→ **Required action**: Rewrite the data below, replacing every occurrence of "rough mask" with "coarse mask" and leaving everything else unchanged.

BEGIN

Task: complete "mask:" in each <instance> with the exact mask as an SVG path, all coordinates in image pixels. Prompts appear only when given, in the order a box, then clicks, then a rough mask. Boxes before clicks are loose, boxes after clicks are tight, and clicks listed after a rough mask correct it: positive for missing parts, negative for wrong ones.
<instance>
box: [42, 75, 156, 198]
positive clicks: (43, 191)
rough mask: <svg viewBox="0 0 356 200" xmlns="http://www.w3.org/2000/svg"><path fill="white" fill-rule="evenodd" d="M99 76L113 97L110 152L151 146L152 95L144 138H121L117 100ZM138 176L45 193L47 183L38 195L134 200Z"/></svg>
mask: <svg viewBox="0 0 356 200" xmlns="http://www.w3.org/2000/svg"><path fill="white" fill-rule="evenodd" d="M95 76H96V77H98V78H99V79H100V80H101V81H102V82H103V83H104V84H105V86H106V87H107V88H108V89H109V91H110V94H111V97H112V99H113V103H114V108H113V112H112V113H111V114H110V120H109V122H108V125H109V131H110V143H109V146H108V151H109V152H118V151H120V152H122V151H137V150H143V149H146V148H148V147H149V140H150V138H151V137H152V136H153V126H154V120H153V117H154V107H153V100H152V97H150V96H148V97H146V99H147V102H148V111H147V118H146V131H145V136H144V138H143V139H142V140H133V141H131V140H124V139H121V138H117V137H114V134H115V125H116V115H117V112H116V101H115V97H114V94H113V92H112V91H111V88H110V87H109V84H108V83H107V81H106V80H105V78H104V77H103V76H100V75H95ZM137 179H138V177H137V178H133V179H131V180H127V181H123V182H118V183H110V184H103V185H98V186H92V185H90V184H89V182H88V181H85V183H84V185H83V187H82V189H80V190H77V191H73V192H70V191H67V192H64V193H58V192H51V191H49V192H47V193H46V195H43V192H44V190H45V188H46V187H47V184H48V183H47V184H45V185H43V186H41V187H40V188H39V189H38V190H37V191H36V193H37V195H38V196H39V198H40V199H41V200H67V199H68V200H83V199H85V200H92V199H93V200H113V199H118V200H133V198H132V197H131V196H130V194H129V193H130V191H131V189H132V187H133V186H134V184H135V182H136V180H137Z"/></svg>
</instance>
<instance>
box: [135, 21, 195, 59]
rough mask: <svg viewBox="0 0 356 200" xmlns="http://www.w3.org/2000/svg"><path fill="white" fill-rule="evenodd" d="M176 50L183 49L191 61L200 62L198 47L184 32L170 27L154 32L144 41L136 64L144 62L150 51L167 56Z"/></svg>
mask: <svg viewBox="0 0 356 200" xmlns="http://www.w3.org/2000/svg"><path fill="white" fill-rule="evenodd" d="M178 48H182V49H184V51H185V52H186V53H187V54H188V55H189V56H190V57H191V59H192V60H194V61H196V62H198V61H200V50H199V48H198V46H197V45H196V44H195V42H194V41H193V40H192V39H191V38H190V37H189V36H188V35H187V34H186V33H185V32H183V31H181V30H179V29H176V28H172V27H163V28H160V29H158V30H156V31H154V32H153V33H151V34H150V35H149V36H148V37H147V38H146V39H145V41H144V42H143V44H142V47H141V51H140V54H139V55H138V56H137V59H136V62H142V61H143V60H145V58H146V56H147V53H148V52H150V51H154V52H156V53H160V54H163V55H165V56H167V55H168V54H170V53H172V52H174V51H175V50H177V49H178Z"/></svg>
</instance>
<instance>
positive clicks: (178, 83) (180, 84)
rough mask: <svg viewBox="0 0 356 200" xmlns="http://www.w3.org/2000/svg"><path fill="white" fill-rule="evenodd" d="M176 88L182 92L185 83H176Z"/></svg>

END

→ **Answer to this task**:
Task: complete "mask:" in each <instance> with the exact mask as an SVG path, all coordinates in image pixels. Prompts appear only when given, in the order a box, then clicks, then a coarse mask. Boxes before clicks are loose, boxes after clicks are tight, and clicks listed after a coarse mask correct it: positive for missing parts, negative for wrong ones.
<instance>
box: [42, 75, 156, 198]
positive clicks: (43, 191)
coarse mask: <svg viewBox="0 0 356 200" xmlns="http://www.w3.org/2000/svg"><path fill="white" fill-rule="evenodd" d="M99 76L113 97L110 152L151 146L152 95L144 138H121L117 100ZM138 176L45 193L47 183L38 195L134 200Z"/></svg>
mask: <svg viewBox="0 0 356 200" xmlns="http://www.w3.org/2000/svg"><path fill="white" fill-rule="evenodd" d="M95 76H96V77H98V78H99V79H100V80H101V81H102V82H103V83H104V84H105V86H106V87H107V88H108V89H109V91H110V94H111V97H112V99H113V103H114V108H113V112H112V113H111V114H110V120H109V122H108V125H109V131H110V143H109V146H108V151H109V152H118V151H120V152H122V151H137V150H143V149H146V148H148V147H149V140H150V138H151V137H152V136H153V126H154V120H153V117H154V107H153V100H152V97H150V96H148V97H146V99H147V102H148V111H147V118H146V131H145V136H144V138H143V139H142V140H133V141H131V140H124V139H121V138H117V137H114V134H115V125H116V115H117V112H116V101H115V97H114V94H113V92H112V91H111V88H110V87H109V84H108V83H107V81H106V80H105V78H104V77H103V76H100V75H95ZM137 179H138V177H137V178H133V179H131V180H127V181H123V182H118V183H110V184H103V185H98V186H92V185H90V184H89V182H88V181H85V183H84V185H83V187H82V189H80V190H77V191H73V192H70V191H67V192H64V193H58V192H51V191H49V192H47V193H46V195H43V192H44V190H45V188H46V187H47V184H48V183H47V184H45V185H43V186H41V187H40V188H39V189H38V190H37V191H36V193H37V195H38V196H39V198H40V199H41V200H67V199H68V200H83V199H85V200H92V199H93V200H113V199H118V200H133V198H132V197H131V196H130V194H129V193H130V191H131V189H132V187H133V186H134V184H135V182H136V180H137Z"/></svg>
</instance>
<instance>
box: [135, 21, 195, 59]
coarse mask: <svg viewBox="0 0 356 200" xmlns="http://www.w3.org/2000/svg"><path fill="white" fill-rule="evenodd" d="M176 50L183 49L191 61L200 62L198 47L184 32L170 27L154 32L144 41L136 64L144 62L150 51L167 56Z"/></svg>
mask: <svg viewBox="0 0 356 200" xmlns="http://www.w3.org/2000/svg"><path fill="white" fill-rule="evenodd" d="M178 48H182V49H184V51H185V52H186V53H187V54H188V55H189V56H190V57H191V59H192V60H194V61H196V62H198V61H200V50H199V48H198V46H197V45H196V44H195V42H194V41H193V40H192V39H191V38H190V37H189V36H188V35H187V34H186V33H185V32H183V31H181V30H179V29H176V28H172V27H163V28H160V29H158V30H156V31H154V32H153V33H151V34H150V35H149V36H148V37H147V38H146V39H145V41H144V42H143V44H142V47H141V51H140V54H139V55H138V56H137V59H136V62H142V61H143V60H145V58H146V56H147V53H148V52H150V51H154V52H156V53H160V54H163V55H165V56H167V55H168V54H170V53H172V52H174V51H175V50H177V49H178Z"/></svg>
</instance>
<instance>
positive clicks: (178, 83) (180, 84)
coarse mask: <svg viewBox="0 0 356 200" xmlns="http://www.w3.org/2000/svg"><path fill="white" fill-rule="evenodd" d="M176 88L182 92L185 83H176Z"/></svg>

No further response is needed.